▶ [Problem description]: Pull every line containing "jagged" out of the listing below.

--- Data to examine Enclosed Below ---

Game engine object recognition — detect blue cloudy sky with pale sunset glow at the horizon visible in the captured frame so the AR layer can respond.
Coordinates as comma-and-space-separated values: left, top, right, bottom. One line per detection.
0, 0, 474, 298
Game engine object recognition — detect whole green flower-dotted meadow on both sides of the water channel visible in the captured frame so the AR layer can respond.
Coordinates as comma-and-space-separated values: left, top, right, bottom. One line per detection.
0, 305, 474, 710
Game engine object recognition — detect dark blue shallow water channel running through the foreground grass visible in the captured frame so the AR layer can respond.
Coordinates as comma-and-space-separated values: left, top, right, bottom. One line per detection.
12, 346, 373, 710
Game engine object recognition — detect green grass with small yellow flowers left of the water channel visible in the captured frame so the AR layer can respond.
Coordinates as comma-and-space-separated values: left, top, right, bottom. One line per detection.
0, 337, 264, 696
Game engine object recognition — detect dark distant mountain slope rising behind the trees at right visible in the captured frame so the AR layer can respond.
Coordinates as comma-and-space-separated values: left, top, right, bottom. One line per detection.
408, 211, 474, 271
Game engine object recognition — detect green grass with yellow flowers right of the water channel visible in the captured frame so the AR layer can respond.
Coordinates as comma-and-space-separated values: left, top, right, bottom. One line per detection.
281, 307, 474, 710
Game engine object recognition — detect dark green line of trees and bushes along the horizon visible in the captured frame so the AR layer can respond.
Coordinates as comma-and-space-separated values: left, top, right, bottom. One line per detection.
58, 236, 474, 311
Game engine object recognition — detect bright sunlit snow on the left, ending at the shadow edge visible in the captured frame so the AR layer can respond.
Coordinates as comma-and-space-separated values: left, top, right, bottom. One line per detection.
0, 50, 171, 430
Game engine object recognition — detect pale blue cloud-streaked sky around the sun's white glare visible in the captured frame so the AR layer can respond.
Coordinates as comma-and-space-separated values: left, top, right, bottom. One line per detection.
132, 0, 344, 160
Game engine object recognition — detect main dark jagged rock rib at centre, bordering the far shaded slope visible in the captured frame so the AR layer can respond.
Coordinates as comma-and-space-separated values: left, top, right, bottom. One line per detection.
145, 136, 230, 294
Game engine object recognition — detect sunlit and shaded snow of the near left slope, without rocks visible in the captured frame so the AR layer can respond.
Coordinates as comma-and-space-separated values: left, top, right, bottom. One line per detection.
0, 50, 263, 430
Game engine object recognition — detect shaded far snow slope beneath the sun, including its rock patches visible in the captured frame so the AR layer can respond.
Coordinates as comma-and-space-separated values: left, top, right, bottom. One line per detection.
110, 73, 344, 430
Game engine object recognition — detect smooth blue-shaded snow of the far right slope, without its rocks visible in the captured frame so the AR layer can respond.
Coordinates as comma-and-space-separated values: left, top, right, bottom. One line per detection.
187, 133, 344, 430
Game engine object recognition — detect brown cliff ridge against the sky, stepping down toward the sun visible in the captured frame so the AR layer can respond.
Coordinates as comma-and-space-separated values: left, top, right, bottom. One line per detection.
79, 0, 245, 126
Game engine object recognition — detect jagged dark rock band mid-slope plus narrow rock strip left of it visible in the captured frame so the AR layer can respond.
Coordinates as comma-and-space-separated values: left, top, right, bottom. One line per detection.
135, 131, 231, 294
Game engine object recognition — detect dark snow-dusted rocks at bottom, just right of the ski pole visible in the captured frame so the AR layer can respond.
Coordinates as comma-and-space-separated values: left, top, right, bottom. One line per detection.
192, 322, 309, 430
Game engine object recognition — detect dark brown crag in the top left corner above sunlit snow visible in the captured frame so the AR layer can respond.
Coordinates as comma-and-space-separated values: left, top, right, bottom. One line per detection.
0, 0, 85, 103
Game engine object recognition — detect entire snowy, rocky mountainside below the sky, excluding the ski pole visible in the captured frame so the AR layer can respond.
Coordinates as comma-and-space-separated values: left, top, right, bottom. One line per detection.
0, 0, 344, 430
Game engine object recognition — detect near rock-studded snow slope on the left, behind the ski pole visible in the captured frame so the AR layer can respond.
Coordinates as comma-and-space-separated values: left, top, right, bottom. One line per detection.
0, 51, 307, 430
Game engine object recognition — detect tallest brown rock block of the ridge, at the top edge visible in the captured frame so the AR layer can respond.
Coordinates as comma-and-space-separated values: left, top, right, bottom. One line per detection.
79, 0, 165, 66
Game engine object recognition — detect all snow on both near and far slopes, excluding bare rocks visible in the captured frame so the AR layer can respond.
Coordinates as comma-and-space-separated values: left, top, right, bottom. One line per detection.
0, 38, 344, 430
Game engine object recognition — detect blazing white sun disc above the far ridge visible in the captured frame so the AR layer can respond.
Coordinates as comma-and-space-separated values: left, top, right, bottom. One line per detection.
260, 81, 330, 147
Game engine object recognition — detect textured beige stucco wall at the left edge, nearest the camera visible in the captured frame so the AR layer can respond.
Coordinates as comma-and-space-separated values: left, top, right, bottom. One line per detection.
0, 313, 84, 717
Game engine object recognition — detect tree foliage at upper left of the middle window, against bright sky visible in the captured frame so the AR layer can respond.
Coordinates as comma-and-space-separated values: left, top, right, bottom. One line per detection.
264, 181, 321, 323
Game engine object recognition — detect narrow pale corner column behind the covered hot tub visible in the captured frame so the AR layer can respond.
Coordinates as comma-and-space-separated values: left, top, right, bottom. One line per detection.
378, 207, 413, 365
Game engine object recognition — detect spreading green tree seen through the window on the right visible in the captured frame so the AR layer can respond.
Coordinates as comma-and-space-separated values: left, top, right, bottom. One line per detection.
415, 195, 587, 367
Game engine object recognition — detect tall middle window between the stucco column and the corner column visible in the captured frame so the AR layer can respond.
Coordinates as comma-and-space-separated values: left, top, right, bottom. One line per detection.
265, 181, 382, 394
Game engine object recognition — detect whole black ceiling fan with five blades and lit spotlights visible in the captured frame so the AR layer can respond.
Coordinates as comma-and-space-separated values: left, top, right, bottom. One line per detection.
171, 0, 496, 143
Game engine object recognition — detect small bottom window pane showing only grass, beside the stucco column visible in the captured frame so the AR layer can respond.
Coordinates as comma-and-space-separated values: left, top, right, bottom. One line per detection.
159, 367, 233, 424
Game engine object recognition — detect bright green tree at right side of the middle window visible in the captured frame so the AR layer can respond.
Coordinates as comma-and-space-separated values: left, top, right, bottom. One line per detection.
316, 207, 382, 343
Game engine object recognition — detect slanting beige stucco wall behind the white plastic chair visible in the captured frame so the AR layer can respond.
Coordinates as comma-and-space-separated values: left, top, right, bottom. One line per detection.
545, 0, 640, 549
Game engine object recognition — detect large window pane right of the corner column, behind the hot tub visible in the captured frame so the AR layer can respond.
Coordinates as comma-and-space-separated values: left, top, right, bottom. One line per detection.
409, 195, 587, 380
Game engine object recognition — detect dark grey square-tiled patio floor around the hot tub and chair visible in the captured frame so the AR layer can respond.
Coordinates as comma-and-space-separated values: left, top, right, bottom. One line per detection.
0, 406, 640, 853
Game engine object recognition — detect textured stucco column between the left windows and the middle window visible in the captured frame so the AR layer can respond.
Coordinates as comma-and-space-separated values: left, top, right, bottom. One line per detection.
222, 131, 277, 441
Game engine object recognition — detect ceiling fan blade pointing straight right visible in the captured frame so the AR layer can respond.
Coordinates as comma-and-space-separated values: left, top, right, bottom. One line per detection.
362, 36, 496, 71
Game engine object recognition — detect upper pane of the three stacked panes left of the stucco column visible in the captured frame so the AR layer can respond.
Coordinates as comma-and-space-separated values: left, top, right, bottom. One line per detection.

--- End of Enclosed Data to examine ---

▶ [Written solution]:
Game engine object recognition — detect main dark jagged rock rib at centre, bordering the far shaded slope visible in the captured frame so the AR layer can respond.
Game engine object recognition — detect jagged dark rock band mid-slope plus narrow rock strip left of it visible in the captured frame so the AR layer can respond.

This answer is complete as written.